→ **What is being asked**:
Copy the records word for word, from the very start through the line holding "point(72, 41)", with that line included. Leave the pictures out of your copy.

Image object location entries
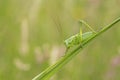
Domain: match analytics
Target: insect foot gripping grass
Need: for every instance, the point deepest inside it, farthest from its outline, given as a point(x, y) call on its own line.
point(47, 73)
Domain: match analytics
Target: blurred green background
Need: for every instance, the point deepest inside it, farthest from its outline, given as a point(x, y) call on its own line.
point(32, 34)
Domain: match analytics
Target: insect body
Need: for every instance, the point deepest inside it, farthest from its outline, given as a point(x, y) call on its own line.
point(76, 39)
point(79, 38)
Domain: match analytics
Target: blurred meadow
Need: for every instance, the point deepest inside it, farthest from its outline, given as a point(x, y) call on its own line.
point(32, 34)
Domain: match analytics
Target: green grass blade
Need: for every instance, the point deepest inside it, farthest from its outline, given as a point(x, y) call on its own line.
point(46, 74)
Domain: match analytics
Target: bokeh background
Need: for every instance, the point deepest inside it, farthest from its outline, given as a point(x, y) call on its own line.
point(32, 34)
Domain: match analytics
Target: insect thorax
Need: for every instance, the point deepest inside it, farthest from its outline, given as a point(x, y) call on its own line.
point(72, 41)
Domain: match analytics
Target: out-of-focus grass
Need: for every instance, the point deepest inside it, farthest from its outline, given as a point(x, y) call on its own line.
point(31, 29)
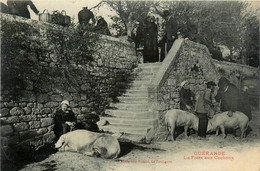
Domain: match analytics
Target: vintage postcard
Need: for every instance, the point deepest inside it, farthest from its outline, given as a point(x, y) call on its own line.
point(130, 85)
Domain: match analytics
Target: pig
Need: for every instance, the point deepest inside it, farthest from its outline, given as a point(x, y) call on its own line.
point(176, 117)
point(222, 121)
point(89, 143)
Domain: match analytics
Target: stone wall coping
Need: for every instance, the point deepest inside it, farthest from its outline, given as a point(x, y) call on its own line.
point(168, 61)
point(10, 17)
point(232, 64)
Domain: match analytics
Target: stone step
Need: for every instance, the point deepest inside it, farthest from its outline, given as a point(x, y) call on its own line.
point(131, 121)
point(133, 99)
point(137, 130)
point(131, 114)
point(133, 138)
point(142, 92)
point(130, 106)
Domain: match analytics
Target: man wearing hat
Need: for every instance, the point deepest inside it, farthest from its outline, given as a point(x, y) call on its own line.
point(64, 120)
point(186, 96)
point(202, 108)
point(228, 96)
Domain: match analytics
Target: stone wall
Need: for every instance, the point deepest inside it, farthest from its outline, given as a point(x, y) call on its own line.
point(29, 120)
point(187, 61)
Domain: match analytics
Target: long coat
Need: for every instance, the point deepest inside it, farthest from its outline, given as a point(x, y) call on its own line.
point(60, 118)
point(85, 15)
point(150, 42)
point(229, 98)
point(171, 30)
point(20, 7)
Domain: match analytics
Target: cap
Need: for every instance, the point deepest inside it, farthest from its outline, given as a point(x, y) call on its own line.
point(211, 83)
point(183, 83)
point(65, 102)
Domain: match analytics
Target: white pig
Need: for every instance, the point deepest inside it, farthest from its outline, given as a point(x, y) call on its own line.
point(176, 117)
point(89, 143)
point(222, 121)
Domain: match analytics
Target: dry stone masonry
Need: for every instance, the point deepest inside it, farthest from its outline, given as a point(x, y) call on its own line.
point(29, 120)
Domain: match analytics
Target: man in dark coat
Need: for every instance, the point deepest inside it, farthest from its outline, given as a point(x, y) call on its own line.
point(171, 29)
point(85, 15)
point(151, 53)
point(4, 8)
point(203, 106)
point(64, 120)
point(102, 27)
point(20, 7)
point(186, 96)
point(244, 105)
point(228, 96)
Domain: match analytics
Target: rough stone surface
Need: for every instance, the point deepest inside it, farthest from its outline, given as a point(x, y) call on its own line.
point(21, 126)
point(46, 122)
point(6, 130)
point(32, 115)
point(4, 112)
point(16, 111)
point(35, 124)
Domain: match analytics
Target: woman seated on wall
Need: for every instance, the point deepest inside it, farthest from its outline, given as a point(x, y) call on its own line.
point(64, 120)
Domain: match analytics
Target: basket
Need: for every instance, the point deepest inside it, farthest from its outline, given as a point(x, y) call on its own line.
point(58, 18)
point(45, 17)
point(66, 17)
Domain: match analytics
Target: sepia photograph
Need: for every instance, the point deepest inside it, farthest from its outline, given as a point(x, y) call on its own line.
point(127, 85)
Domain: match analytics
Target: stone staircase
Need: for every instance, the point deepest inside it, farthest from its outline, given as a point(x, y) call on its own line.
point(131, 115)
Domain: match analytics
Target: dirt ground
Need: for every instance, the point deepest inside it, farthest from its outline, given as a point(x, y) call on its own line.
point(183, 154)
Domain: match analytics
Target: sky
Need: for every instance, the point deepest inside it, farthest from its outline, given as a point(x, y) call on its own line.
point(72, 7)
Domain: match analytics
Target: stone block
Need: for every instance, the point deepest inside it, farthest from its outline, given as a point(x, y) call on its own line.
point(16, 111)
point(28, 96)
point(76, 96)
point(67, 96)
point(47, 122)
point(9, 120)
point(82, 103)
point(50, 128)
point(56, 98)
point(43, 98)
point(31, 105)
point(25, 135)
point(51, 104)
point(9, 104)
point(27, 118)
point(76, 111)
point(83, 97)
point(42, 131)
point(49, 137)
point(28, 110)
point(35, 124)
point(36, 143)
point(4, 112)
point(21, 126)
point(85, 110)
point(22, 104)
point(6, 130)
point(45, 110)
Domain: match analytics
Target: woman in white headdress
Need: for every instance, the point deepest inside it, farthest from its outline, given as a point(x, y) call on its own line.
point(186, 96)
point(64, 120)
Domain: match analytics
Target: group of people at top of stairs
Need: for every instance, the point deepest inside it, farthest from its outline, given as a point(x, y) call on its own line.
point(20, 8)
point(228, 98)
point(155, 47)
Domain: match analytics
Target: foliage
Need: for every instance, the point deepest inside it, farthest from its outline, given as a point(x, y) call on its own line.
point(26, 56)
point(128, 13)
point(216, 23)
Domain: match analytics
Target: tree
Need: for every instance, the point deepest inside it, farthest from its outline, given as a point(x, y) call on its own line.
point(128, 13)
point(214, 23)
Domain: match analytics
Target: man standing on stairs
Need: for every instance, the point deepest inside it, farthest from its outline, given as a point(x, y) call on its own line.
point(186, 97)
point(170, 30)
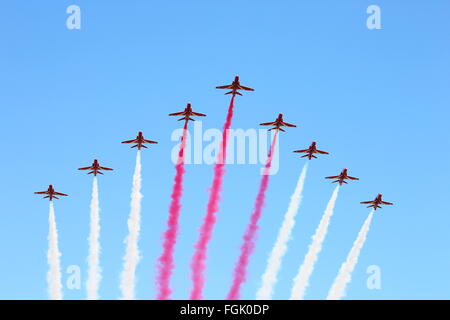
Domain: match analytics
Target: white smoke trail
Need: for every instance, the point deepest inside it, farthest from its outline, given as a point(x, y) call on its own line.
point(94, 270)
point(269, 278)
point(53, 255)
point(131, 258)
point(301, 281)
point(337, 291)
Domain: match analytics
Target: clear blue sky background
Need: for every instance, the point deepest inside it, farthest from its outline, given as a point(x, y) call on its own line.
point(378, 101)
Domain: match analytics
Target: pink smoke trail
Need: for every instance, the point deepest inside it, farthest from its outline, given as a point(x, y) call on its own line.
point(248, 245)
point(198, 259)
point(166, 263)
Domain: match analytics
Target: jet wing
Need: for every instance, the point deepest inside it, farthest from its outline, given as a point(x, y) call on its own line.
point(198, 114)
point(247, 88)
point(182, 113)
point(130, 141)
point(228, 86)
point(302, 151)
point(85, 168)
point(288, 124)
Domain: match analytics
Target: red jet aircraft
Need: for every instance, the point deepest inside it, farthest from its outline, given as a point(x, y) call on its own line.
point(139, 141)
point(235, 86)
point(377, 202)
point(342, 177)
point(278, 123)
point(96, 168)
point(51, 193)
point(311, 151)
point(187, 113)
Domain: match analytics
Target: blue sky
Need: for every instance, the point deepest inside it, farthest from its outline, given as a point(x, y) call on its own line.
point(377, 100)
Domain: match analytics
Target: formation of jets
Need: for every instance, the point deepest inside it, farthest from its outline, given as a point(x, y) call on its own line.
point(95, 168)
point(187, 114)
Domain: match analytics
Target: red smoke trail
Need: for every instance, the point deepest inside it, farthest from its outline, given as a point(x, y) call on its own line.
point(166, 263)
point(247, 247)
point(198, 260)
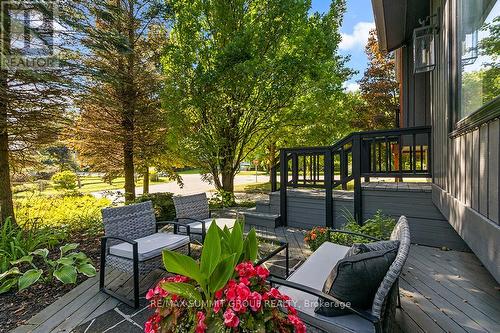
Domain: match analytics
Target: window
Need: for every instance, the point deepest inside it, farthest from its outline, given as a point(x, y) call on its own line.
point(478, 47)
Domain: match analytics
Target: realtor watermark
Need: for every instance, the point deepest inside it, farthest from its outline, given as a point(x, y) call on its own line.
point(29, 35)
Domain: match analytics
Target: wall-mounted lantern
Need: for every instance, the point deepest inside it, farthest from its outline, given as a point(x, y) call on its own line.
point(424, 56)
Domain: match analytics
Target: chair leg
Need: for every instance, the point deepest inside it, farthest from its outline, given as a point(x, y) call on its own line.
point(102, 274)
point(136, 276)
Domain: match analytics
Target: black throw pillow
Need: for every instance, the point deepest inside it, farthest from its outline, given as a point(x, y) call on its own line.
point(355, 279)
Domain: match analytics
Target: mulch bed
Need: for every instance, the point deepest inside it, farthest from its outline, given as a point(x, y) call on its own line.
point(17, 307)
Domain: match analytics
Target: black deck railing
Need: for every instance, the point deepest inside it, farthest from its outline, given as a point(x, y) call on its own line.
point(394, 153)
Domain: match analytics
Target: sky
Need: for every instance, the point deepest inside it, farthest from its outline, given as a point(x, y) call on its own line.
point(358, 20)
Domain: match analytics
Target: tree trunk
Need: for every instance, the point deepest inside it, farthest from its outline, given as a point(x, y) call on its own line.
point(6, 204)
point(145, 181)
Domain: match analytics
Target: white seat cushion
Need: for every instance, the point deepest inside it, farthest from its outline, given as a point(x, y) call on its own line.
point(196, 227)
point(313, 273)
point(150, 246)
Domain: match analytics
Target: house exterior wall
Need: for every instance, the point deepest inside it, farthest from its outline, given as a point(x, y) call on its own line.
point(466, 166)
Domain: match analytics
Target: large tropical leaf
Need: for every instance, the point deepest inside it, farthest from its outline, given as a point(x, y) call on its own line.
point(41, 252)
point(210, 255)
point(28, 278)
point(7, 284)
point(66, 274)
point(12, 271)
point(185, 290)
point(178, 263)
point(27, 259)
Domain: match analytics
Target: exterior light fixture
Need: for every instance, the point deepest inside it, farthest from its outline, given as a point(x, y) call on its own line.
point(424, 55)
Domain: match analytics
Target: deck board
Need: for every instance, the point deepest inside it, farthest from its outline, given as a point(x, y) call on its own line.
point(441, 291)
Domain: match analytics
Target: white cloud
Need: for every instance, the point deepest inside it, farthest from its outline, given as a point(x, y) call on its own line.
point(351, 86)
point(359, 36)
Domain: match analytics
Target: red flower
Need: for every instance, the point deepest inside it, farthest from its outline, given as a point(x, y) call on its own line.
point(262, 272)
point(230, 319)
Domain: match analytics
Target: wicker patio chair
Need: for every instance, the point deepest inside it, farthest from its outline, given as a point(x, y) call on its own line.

→ **Exercise answer**:
Domain: match analytics
Target: insect foot gripping grass
Need: for every instance, the point deepest inside it, farthest from its outline, given as a point(x, y) call on its own line.
point(47, 73)
Domain: match analytics
Target: blurred green background
Need: for every instance, the point deepest inside it, farthest from its outline, given as a point(x, y) call on its own line.
point(32, 34)
Domain: match analytics
Target: insect body
Need: for every instance, the point deepest inside it, farthest from its outline, given as a point(x, y) call on its own line.
point(76, 39)
point(79, 38)
Domain: match analytics
Target: blurred meadow
Need: for every instance, the point deepest inside it, farthest from its outline, given as a point(x, y) call on its own line.
point(32, 34)
Domain: match analytics
Target: green grass blade
Need: for every instance, the point deepest inside it, farthest from its outline, given as a point(x, y) call on its own line.
point(46, 74)
Domain: match analytics
Target: bokeh background
Need: for every instance, the point deepest inside it, farthest from its outline, given as a point(x, y) call on its own line.
point(32, 34)
Domain: match analytics
Target: insect thorax
Need: for every instance, the point deepest inside it, farthest from its outline, given as a point(x, y) call on its own line.
point(72, 41)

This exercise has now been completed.